## TEXTO SELECIONADO
Folha de S.Paulo

Documentár­io vê luta por justiça após estupro

Indicado ao Oscar, ‘To Kill a Tiger’ retrata caso que ocorreu em estado da Índia onde brasileira foi vítima do mesmo crime

- Fernada Ezabella

Num país onde uma mulher é estuprada a cada 18 minutos, o crime contra uma garota de 13 anos chamou a atenção na Índia por outro motivo —seu pai a defendeu e foi atrás de justiça. O longo e doloroso julgamento de 14 meses foi registrado em duas horas de filme, indicado ao Oscar de melhor documentár­io.

“To Kill a Tiger” conta a saga de Ranjit, um plantador de arroz tomado de culpa pelo estupro coletivo da filha, no casamento de seu sobrinho, em 2017. A família mora numa vila rural de 110 mil habitantes no distrito de Ranchi, no estado de Jarcanda, leste do país.

É o mesmo estado onde uma turista brasileira foi estuprada por sete homens neste mês.

Como se não bastasse o tema, o documentár­io revira ainda mais o estômago com a reação dos moradores da vila. Eles pressionam e ameaçam Ranjit para que não processe os três adolescent­es criminosos, presos no dia seguinte.

## O QUE SE PEDE
a - Transcreva da reportagem o trecho que vai de "Indicado ao Oscar, ‘To" até "homens neste mês.".
b - De acordo com a reportagem, por que o crime contra a garota de 13 anos chamou a atenção na Índia? Responda em uma a três frases.
A listagem não tem nenhum papel nesta atividade.

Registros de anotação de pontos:
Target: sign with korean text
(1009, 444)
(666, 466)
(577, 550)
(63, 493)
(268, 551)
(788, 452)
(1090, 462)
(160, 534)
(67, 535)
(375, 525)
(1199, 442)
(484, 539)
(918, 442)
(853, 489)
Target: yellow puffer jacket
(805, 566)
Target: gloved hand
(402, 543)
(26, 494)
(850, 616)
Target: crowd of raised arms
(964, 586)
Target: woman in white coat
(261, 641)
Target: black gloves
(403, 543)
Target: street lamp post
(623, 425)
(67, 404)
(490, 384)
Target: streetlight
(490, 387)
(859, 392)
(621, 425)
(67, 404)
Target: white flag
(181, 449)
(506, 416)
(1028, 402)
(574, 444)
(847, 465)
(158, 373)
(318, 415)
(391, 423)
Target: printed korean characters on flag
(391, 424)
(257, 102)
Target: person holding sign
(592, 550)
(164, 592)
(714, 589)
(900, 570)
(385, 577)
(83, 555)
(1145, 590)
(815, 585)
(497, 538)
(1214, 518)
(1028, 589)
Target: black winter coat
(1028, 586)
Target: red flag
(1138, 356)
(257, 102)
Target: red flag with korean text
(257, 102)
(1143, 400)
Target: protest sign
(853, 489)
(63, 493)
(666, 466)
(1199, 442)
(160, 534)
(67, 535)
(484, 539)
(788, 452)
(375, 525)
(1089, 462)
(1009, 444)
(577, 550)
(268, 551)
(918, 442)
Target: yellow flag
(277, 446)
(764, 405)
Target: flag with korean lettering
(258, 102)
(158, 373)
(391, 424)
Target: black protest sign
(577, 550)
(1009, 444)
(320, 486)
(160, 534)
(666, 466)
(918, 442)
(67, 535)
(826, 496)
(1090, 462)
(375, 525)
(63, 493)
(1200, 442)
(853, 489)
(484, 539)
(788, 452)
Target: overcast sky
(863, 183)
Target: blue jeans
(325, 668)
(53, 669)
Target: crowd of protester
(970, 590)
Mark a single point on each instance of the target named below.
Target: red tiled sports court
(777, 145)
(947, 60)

* * *

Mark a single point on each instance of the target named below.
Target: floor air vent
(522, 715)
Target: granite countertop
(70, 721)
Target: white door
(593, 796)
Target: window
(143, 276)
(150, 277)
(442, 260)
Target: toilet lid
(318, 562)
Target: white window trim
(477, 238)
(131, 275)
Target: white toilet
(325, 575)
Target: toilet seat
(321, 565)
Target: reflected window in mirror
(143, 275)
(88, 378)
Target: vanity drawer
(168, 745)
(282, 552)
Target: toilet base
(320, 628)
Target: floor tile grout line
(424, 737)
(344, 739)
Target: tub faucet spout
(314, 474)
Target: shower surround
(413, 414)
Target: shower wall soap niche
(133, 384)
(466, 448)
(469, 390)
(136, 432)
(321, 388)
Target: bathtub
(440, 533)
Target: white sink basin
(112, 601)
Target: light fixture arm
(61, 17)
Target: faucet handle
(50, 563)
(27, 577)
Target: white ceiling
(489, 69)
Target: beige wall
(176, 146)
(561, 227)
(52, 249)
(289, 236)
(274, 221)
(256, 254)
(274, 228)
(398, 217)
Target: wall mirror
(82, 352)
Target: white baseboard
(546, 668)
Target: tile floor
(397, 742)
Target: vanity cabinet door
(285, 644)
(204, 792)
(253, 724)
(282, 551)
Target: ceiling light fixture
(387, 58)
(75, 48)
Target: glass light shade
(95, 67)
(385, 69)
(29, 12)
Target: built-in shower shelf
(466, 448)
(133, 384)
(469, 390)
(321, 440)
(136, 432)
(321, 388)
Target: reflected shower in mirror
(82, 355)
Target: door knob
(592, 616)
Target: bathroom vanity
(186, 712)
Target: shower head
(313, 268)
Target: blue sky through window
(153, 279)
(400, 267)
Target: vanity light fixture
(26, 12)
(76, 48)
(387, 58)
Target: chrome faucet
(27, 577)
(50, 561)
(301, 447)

## RESPOSTAS
a -
Indicado ao Oscar, ‘To Kill a Tiger’ retrata caso que ocorreu em estado da Índia onde brasileira foi vítima do mesmo crime

- Fernada Ezabella

Num país onde uma mulher é estuprada a cada 18 minutos, o crime contra uma garota de 13 anos chamou a atenção na Índia por outro motivo —seu pai a defendeu e foi atrás de justiça. O longo e doloroso julgamento de 14 meses foi registrado em duas horas de filme, indicado ao Oscar de melhor documentár­io.

“To Kill a Tiger” conta a saga de Ranjit, um plantador de arroz tomado de culpa pelo estupro coletivo da filha, no casamento de seu sobrinho, em 2017. A família mora numa vila rural de 110 mil habitantes no distrito de Ranchi, no estado de Jarcanda, leste do país.

É o mesmo estado onde uma turista brasileira foi estuprada por sete homens neste mês.

b - O crime chamou a atenção porque o pai da garota a defendeu e foi atrás de justiça. Isso se destacou num país onde uma mulher é estuprada a cada 18 minutos.